• _Recorded information_

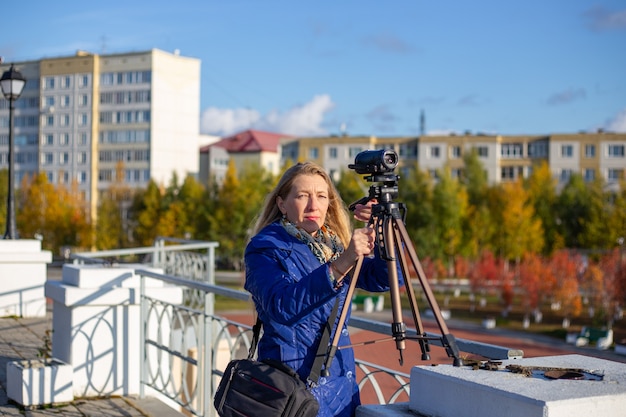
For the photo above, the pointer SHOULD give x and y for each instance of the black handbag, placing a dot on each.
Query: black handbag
(268, 387)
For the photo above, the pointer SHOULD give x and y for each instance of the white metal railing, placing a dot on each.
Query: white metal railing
(186, 347)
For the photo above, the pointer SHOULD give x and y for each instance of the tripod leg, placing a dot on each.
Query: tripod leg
(398, 328)
(448, 341)
(408, 284)
(332, 349)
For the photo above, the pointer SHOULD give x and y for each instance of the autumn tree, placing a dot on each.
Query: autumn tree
(145, 214)
(541, 187)
(112, 227)
(228, 221)
(520, 230)
(572, 209)
(566, 293)
(449, 208)
(415, 190)
(54, 213)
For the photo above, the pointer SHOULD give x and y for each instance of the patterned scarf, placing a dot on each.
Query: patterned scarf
(325, 245)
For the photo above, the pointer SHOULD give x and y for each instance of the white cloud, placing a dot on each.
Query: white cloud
(301, 120)
(617, 123)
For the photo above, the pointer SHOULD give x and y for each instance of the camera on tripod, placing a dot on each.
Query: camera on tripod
(375, 162)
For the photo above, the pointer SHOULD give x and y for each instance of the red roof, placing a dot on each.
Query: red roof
(249, 141)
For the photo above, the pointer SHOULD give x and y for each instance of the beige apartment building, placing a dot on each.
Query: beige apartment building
(505, 158)
(92, 120)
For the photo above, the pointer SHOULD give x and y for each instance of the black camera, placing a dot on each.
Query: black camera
(375, 162)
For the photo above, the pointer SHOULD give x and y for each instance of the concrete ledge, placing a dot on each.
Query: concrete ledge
(391, 410)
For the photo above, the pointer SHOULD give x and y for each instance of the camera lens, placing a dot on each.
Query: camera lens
(390, 159)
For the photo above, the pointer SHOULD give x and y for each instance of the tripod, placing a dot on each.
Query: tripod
(394, 245)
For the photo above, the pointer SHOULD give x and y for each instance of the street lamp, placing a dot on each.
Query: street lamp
(12, 83)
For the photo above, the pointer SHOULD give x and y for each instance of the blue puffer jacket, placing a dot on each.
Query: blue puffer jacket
(294, 297)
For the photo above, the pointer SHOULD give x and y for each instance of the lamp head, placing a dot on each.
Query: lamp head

• _The problem_
Within the data above, find the lines that contain the word "head" and copy each of them.

• _Exercise output_
For the photo above, the pointer SHOULD give x and y for each instance of the lamp head, placing a dot on each.
Query: lamp head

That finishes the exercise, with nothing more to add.